* start *

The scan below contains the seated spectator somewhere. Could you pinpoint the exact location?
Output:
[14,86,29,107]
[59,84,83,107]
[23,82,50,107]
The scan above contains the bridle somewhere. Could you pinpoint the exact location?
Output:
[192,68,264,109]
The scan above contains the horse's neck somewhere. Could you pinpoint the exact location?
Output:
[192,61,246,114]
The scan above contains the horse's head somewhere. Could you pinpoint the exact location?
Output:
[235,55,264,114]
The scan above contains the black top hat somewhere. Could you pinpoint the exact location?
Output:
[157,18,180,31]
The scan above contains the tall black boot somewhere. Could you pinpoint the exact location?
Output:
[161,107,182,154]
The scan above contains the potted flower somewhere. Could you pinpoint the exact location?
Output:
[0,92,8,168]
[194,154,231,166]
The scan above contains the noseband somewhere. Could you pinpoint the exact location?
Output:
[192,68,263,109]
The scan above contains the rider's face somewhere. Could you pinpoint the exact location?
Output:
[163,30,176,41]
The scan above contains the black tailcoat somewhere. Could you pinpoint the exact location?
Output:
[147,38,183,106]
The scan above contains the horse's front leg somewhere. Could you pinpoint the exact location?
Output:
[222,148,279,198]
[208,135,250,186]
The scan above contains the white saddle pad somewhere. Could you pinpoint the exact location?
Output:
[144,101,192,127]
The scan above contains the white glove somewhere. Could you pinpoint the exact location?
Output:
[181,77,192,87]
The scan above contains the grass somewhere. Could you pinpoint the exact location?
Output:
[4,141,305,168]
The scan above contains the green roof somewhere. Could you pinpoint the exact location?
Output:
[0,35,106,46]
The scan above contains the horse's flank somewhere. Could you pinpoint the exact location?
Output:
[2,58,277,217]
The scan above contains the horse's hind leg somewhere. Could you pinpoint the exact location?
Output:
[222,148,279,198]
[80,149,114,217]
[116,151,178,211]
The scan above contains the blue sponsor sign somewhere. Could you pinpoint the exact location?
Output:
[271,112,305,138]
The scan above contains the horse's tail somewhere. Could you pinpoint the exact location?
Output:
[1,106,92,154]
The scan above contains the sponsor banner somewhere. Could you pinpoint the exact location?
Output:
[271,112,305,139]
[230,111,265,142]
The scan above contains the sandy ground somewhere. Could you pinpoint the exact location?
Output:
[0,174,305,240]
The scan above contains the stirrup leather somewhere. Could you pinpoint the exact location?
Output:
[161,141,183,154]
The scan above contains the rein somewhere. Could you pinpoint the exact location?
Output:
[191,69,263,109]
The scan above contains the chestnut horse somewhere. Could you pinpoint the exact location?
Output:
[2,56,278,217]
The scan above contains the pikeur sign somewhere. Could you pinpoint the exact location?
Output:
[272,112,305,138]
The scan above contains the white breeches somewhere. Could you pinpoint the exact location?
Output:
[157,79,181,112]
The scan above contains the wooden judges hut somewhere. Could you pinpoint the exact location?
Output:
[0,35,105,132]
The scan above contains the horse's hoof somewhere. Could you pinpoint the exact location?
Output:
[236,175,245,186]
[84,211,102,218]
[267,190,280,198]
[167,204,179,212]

* end *
* start *

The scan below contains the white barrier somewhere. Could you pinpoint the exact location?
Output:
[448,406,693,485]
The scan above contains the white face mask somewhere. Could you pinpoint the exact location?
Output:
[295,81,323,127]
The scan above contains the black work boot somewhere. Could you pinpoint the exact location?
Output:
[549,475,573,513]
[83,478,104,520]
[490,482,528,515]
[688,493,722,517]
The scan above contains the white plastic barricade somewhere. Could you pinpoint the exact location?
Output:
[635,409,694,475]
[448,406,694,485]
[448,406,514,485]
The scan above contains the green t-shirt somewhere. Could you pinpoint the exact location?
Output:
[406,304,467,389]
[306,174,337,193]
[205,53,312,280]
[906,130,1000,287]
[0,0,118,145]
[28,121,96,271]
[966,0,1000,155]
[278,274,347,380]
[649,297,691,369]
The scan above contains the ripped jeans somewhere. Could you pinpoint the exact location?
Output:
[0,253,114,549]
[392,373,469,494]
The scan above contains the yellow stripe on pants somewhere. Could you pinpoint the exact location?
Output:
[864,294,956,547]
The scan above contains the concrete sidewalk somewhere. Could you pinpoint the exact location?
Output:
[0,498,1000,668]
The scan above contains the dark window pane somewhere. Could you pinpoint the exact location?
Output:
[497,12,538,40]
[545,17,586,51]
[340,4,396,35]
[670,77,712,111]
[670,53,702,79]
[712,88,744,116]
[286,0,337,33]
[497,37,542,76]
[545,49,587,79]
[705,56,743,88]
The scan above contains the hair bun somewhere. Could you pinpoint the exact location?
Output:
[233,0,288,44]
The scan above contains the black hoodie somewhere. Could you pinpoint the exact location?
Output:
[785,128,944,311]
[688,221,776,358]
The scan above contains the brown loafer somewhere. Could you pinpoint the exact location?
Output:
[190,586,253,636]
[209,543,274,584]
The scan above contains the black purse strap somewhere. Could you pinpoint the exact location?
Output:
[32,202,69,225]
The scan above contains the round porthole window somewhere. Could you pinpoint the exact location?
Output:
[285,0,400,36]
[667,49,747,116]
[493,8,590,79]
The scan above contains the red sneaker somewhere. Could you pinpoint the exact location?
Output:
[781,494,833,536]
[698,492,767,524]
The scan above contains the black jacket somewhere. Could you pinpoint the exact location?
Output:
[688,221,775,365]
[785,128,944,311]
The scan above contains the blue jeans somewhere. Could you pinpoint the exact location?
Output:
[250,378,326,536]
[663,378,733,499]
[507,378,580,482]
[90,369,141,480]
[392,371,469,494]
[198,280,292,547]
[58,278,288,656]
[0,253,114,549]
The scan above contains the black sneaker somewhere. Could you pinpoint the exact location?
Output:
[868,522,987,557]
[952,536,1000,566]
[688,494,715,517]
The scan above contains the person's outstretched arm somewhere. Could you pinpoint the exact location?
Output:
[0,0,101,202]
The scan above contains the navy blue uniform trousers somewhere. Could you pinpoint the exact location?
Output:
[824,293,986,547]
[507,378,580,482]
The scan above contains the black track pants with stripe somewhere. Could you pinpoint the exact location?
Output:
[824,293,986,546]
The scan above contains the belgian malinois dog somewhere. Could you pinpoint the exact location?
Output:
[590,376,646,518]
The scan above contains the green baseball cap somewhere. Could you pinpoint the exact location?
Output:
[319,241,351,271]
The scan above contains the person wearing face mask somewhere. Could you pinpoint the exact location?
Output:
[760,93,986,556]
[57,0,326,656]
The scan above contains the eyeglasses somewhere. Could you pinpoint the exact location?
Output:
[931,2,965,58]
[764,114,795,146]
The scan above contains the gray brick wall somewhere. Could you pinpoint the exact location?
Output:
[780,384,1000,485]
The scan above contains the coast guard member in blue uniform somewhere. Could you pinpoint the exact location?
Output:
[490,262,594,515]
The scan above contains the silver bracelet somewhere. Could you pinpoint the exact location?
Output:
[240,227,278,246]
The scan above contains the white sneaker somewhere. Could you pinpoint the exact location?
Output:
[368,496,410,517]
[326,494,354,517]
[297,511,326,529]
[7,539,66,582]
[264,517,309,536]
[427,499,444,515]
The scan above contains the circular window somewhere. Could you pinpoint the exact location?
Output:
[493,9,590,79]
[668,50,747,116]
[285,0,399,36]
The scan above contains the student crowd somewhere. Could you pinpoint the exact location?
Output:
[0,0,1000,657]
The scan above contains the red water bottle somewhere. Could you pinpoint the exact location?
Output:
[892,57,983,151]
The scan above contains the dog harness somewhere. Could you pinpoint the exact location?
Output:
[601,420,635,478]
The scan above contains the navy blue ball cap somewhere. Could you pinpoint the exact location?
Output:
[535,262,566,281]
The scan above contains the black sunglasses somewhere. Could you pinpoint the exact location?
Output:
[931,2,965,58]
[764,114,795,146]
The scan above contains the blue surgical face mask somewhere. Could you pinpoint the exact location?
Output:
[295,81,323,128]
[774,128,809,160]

* end *
* start *

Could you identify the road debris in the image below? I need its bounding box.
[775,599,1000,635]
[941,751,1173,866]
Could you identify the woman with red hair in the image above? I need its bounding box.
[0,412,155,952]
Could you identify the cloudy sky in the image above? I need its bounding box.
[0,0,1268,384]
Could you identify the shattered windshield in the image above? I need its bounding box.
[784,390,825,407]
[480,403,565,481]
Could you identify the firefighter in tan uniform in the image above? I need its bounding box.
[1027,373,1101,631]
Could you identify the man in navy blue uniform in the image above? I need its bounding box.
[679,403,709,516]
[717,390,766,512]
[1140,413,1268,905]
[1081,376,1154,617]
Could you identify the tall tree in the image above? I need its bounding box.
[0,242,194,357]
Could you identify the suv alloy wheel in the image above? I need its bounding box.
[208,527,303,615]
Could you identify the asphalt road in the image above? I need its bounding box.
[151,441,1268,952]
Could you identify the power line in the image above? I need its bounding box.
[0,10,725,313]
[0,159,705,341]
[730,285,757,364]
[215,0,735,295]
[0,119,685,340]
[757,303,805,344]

* end *

Swap "brown loafer" for "tan loafer" in the lines between the one holding "The scan above contains the hair" and the one holding "[0,0,101,202]", inclusive, and give back only those lines with everything else left as it is.

The scan above contains the hair bun somewhere. Could you pinpoint the exact location?
Output:
[233,0,288,44]
The scan above contains the black hoodie somewhere. Could you pinpoint the exact location?
Output:
[785,128,944,311]
[688,221,776,358]
The scan above contains the tan loafer somewhere. Could you pinpoint the exact location?
Output:
[190,586,253,636]
[209,543,274,584]
The scan above contains the black purse strap somewhere. Could you pinpoint the exact location?
Output:
[32,202,69,225]
The scan above contains the round porthole window somewhere. Could you pinpoint the exact location?
Output:
[285,0,400,36]
[667,49,747,116]
[493,8,590,79]
The scan above contains the red sneaker somewhere. Could you pinpoint the exact location?
Output:
[781,494,833,536]
[698,492,767,524]
The scan above contains the black jacket somewhere. Could you pinpoint the exact location?
Output:
[688,221,775,365]
[785,128,944,311]
The scan above contains the blue jeans somewhere. Could you pinpoint the exact location?
Output:
[250,378,326,536]
[663,378,733,499]
[507,378,580,482]
[90,369,141,480]
[392,371,469,494]
[198,280,292,547]
[58,278,288,656]
[0,253,114,549]
The scan above contains the black sneaker somewhere. Could you pinpoint the exact location?
Output:
[868,522,987,557]
[952,536,1000,566]
[688,494,715,517]
The scan above contains the person's outstretched arm somewhere. Could you pinpoint the exact location?
Output:
[0,0,101,202]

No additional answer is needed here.